-- DATA RECORDS start --

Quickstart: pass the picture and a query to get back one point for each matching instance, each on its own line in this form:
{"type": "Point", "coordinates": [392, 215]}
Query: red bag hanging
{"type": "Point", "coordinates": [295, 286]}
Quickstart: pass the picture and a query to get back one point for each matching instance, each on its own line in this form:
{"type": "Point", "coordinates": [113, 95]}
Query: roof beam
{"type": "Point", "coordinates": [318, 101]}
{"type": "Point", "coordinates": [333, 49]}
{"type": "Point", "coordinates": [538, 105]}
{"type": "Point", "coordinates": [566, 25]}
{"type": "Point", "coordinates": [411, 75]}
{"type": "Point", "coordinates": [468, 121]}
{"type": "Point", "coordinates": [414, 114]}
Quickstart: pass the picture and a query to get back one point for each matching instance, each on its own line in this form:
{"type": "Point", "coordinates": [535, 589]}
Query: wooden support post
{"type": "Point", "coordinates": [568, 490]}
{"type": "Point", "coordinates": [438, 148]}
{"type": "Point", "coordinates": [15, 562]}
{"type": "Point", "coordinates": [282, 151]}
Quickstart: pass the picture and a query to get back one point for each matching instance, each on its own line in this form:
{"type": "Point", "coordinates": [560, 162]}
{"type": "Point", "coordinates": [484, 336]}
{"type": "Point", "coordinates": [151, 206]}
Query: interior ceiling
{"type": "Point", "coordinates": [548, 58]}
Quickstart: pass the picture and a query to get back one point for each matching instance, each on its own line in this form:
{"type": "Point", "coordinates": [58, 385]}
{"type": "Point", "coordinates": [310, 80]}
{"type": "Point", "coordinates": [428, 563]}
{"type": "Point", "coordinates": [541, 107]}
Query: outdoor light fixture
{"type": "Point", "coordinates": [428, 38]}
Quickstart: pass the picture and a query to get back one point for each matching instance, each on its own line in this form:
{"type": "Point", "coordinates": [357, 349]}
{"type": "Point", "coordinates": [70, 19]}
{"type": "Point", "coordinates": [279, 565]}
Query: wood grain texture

-- DATA RECORDS end --

▶ _INSTRUCTIONS FOR THE TASK_
Lay out every line of the records above as a Markdown table with the columns "Row" and "Text". Number the rows in order and skip blank lines.

▶ _TASK RESPONSE_
| Row | Text |
|---|---|
| 1 | Quickstart: pass the picture and a query to get back one point for each matching instance, each on its own line in this form: |
| 2 | {"type": "Point", "coordinates": [392, 215]} |
| 3 | Query: red bag hanging |
| 4 | {"type": "Point", "coordinates": [295, 286]} |
| 5 | Quickstart: pass the picture and a query to get back one point for each matching instance, each on its own line in this form: |
| 6 | {"type": "Point", "coordinates": [113, 95]} |
| 7 | Query: roof beam |
| 8 | {"type": "Point", "coordinates": [318, 101]} |
| 9 | {"type": "Point", "coordinates": [333, 49]} |
| 10 | {"type": "Point", "coordinates": [538, 105]} |
| 11 | {"type": "Point", "coordinates": [566, 25]} |
| 12 | {"type": "Point", "coordinates": [411, 75]} |
| 13 | {"type": "Point", "coordinates": [468, 121]} |
| 14 | {"type": "Point", "coordinates": [414, 114]} |
| 15 | Quickstart: pass the picture and a query to get back one point for each matching instance, each on its own line in this form: |
| 16 | {"type": "Point", "coordinates": [535, 589]} |
| 17 | Query: wooden support post |
| 18 | {"type": "Point", "coordinates": [568, 490]} |
| 19 | {"type": "Point", "coordinates": [438, 148]} |
| 20 | {"type": "Point", "coordinates": [15, 562]} |
| 21 | {"type": "Point", "coordinates": [282, 151]} |
| 22 | Quickstart: pass the picture and a query to get back one point for each matching instance, each on its own line in this form: |
| 23 | {"type": "Point", "coordinates": [560, 162]} |
| 24 | {"type": "Point", "coordinates": [484, 336]} |
| 25 | {"type": "Point", "coordinates": [151, 206]} |
| 26 | Query: interior ceiling |
| 27 | {"type": "Point", "coordinates": [548, 58]} |
| 28 | Quickstart: pass the picture and a query to get back one point for each matching instance, each on its own line in this form: |
| 29 | {"type": "Point", "coordinates": [58, 385]} |
| 30 | {"type": "Point", "coordinates": [310, 80]} |
| 31 | {"type": "Point", "coordinates": [428, 563]} |
| 32 | {"type": "Point", "coordinates": [541, 107]} |
| 33 | Query: outdoor light fixture |
| 34 | {"type": "Point", "coordinates": [428, 38]} |
| 35 | Quickstart: pass the picture and a query to get back one point for each matching instance, each on its own line in this form: |
| 36 | {"type": "Point", "coordinates": [357, 349]} |
| 37 | {"type": "Point", "coordinates": [70, 19]} |
| 38 | {"type": "Point", "coordinates": [279, 565]} |
| 39 | Query: wood grain texture |